*Work instructions:*
Only an exact repetition of the lines from the one that holds "In this exercise you will mark each instance of the embroidered" to the end of the records is wanted.

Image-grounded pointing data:
Start of Block
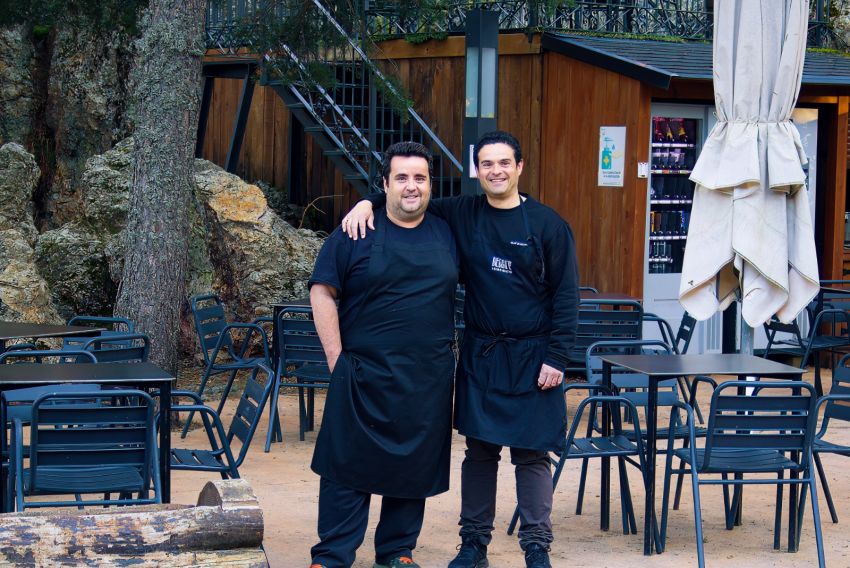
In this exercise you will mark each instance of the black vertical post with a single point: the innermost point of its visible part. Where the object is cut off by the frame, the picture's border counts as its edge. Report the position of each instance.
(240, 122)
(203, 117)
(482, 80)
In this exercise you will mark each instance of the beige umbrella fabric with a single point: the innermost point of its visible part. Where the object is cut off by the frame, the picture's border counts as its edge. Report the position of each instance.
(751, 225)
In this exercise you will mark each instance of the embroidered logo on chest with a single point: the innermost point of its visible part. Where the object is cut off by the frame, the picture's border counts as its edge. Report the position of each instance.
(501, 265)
End of Block
*Exercise answer:*
In this exercise you will mark each instance of the embroidered logo on chest with a single point: the innermost point of its visible part. Where the object is cut off by the frame, the picture's border counts as its edge. Report the position of each instance.
(501, 265)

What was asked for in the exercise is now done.